Records from a data source:
>>>>>
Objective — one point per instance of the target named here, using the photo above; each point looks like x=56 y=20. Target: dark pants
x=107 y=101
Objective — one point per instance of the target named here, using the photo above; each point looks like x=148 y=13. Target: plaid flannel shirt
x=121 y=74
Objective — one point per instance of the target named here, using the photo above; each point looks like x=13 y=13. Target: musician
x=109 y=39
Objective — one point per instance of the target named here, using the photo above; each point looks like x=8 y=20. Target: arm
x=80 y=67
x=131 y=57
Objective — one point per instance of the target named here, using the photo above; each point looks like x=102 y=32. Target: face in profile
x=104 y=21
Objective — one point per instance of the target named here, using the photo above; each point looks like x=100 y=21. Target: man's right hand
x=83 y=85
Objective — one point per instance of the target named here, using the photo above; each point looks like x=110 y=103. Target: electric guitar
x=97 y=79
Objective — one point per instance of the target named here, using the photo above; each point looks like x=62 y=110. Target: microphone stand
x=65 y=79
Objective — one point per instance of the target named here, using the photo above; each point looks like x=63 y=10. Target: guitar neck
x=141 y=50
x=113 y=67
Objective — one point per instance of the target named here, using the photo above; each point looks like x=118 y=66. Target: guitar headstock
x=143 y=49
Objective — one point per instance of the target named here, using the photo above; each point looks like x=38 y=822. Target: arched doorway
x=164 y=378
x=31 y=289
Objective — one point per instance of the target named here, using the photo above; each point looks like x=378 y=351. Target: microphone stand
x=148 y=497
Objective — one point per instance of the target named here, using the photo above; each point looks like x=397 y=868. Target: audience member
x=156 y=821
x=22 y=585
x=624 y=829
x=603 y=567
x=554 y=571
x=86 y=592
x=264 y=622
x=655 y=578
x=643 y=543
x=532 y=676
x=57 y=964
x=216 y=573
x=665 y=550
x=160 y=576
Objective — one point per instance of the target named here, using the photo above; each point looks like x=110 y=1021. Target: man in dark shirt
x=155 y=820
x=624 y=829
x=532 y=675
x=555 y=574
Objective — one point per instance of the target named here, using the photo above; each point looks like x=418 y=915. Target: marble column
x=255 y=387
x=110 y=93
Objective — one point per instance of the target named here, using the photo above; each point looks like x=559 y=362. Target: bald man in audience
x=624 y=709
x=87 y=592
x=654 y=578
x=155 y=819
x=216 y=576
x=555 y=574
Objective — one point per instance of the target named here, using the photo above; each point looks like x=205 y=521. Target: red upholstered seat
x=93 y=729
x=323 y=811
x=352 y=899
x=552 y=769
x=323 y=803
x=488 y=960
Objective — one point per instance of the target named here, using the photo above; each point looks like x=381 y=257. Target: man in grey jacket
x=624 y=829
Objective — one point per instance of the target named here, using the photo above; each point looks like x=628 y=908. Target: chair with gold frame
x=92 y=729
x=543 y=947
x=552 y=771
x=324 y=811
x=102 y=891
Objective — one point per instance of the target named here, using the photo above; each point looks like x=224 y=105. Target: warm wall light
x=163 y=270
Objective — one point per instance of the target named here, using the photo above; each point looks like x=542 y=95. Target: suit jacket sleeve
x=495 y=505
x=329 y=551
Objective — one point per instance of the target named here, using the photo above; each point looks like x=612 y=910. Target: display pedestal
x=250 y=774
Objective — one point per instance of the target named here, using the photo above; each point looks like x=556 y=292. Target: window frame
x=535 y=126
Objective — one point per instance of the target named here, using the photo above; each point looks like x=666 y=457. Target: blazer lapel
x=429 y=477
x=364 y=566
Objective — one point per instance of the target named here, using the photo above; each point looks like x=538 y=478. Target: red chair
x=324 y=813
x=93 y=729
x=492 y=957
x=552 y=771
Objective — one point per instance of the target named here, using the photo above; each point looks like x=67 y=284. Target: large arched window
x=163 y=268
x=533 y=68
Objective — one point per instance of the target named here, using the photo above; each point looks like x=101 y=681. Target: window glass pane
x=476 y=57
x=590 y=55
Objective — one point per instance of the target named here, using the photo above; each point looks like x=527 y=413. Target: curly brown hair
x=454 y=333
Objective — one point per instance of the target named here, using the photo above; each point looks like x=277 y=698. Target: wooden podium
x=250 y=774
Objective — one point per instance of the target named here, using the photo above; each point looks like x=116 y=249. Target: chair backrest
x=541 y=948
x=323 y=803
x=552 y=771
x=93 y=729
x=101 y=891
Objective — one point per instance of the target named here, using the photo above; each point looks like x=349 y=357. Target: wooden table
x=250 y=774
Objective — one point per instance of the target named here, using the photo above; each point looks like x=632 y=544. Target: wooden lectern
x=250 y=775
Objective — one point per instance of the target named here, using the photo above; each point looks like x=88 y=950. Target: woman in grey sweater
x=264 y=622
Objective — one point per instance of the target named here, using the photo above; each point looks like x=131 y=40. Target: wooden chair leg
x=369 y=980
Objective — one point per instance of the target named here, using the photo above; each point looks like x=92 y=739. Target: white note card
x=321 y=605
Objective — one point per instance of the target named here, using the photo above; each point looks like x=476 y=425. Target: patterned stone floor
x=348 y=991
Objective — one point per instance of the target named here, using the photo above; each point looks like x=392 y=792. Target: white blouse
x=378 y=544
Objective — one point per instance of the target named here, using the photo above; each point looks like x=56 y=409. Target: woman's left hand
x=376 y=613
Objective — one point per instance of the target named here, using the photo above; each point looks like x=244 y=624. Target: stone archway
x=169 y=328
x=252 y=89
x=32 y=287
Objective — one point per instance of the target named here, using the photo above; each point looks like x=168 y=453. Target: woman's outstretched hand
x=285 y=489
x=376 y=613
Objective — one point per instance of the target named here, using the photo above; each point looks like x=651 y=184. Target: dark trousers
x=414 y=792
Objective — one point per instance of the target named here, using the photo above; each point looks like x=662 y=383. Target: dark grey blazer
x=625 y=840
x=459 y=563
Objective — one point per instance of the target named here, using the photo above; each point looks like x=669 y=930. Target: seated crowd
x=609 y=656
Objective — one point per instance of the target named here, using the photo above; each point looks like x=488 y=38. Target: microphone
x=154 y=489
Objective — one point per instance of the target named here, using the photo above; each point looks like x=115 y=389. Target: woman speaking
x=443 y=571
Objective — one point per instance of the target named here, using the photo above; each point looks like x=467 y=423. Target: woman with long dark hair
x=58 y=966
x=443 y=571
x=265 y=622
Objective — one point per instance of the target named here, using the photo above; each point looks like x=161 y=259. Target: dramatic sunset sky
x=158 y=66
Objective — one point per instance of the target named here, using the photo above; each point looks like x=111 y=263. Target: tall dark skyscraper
<<<<<
Repeat all of the entries exactly.

RIGHT ANSWER:
Objective — one point per instance of the target named here, using the photo above; each point looks like x=56 y=20. Target: dark pants
x=107 y=101
Objective — one point per instance of the target named here, using the photo above; each point looks like x=148 y=13. Target: plaid flannel shirt
x=121 y=74
Objective — one point per instance of the target named here, using the photo above; each point looks like x=13 y=13. Target: musician
x=109 y=39
Objective — one point per instance of the target named here, using the photo above; each point looks like x=8 y=20. Target: arm
x=80 y=67
x=131 y=57
Objective — one point per instance of the target named here, using the photo above; each point looks like x=102 y=32. Target: face in profile
x=104 y=21
Objective — one point per instance of the target named here, using the photo above; each point looks like x=100 y=21. Target: man's right hand
x=83 y=85
Objective — one point per instance of the target named here, using the photo above; each point looks like x=110 y=103. Target: electric guitar
x=97 y=79
Objective — one point per instance of the target named here, using the photo above; each point looks like x=62 y=110. Target: microphone stand
x=65 y=79
Objective — one point per instance of the target named here, using the photo above; each point looks like x=63 y=10. Target: guitar neck
x=141 y=50
x=113 y=67
Objective — one point per instance of the target named here, using the photo above; each point looks like x=118 y=66. Target: guitar headstock
x=143 y=49
Objective — one point per instance of the target named here, using the photo above; each point looks like x=38 y=822. Target: arched doorway
x=164 y=378
x=31 y=289
Objective — one point per instance of the target named here, using the photo above; each point looks like x=378 y=351. Target: microphone stand
x=148 y=497
Objective — one point per instance of the target named here, using the photo above; each point looks like x=397 y=868. Target: audience member
x=156 y=821
x=22 y=585
x=624 y=829
x=603 y=567
x=554 y=571
x=86 y=592
x=264 y=622
x=655 y=578
x=643 y=543
x=532 y=676
x=57 y=964
x=216 y=573
x=665 y=550
x=160 y=576
Objective — one point per instance of the target named here, using the photo above; each point looks like x=110 y=1021. Target: man in dark shirt
x=155 y=820
x=624 y=829
x=532 y=675
x=555 y=574
Objective — one point per instance of the target named here, using the photo above; each point looks like x=418 y=915. Target: marble column
x=255 y=387
x=110 y=93
Objective — one point per instance of the target named here, using the photo above; each point looks like x=559 y=362. Target: bald man in audience
x=624 y=709
x=87 y=592
x=654 y=578
x=155 y=819
x=216 y=576
x=555 y=574
Objective — one point per instance of the target named here, using the photo above; each point looks like x=205 y=521. Target: red upholstered seat
x=93 y=729
x=323 y=811
x=352 y=899
x=552 y=769
x=323 y=803
x=488 y=960
Objective — one point per instance of the target named here, using the photo above; each point looks like x=381 y=257. Target: man in grey jacket
x=624 y=829
Objective — one point per instance of the target named here, using the photo above; each point looks like x=628 y=908. Target: chair with gold frame
x=92 y=729
x=543 y=947
x=552 y=771
x=324 y=811
x=102 y=891
Objective — one point per instance of the target named here, using the photo above; each point looks like x=224 y=105. Target: warm wall light
x=163 y=270
Objective — one point per instance of the target named here, using the photo above; each point looks like x=542 y=95. Target: suit jacket sleeve
x=495 y=505
x=329 y=551
Objective — one point per instance of the target named here, using the photo above; each point looks like x=612 y=910. Target: display pedestal
x=250 y=774
Objective — one point per instance of the target named here, using the photo above; each point looks like x=556 y=292. Target: window frame
x=535 y=126
Objective — one point per instance of the target named here, using the photo above; each point looks like x=666 y=457. Target: blazer lapel
x=429 y=477
x=364 y=566
Objective — one point per instance of the target named here, using the photo above; each point looks like x=538 y=478. Target: red chair
x=324 y=813
x=93 y=729
x=492 y=957
x=552 y=771
Objective — one point per instance of the target named here, using the photo above; each point looks like x=67 y=284. Target: large arched window
x=163 y=268
x=533 y=68
Objective — one point per instance of the target named here, using the photo above; each point looks like x=101 y=681. Target: window glass pane
x=476 y=57
x=590 y=55
Objective — one point per instance of the target named here, using the photo above; each point looks like x=527 y=413. Target: curly brown hair
x=454 y=333
Objective — one point per instance of the target named here, using the photo above; each point looks like x=277 y=698. Target: wooden podium
x=250 y=774
Objective — one point per instance of the target named here, using the photo above; each point looks like x=116 y=249. Target: chair backrest
x=541 y=948
x=323 y=803
x=552 y=771
x=93 y=729
x=101 y=891
Objective — one point per instance of the target named here, using the photo above; each point looks like x=349 y=357. Target: wooden table
x=250 y=774
Objective — one point per instance of the target named here, using the photo above; each point looks like x=632 y=544. Target: wooden lectern
x=250 y=775
Objective — one point per instance of the target named here, using the photo above; each point looks like x=88 y=950. Target: woman in grey sweater
x=264 y=622
Objective — one point per instance of the target named here, using the photo above; each point looks like x=131 y=40. Target: wooden chair leg
x=369 y=980
Objective — one point per instance of the target named here, using the photo above; each point looks like x=92 y=739. Target: white note card
x=321 y=605
Objective — one point per instance of the target named here, using the photo above; each point looks like x=476 y=425. Target: patterned stone floor
x=348 y=991
Objective — one point per instance of the target named here, using the photo above; each point looks like x=392 y=792. Target: white blouse
x=378 y=544
Objective — one point per instance of the target named here, using the photo above; each point looks like x=56 y=409. Target: woman's left hand
x=376 y=613
Objective — one point per instance of the target named here, using the photo above; each point looks like x=244 y=624. Target: stone archway
x=169 y=328
x=252 y=89
x=32 y=287
Objective — one point per instance of the target named here, using the photo above; each point looks like x=168 y=453. Target: woman's outstretched hand
x=285 y=489
x=376 y=613
Objective — one point per instance of the target named here, using the photo above; each point looks like x=651 y=184. Target: dark trousers
x=414 y=792
Objective — one point per instance of the target named here, using the photo above; each point looks like x=662 y=383. Target: dark grey blazer
x=625 y=840
x=459 y=563
Objective — one point per instance of the target named here, using the photo above; each point looks like x=669 y=930. Target: seated crowd
x=609 y=656
Objective — one point per instance of the target named here, using the photo above; each point looks like x=488 y=38. Target: microphone
x=154 y=489
Objective — one point per instance of the target named here, using the photo above; each point looks like x=115 y=389. Target: woman speaking
x=443 y=571
Objective — one point per instance of the target named here, using the photo above; each point looks like x=467 y=423. Target: woman with long dark hair
x=58 y=966
x=443 y=571
x=265 y=622
Objective — one point per instance of the target named here, using the photo above; each point looks like x=161 y=259. Target: dramatic sunset sky
x=158 y=66
Objective — one point per instance of the target named here, using the photo above; each point looks like x=111 y=263. Target: tall dark skyscraper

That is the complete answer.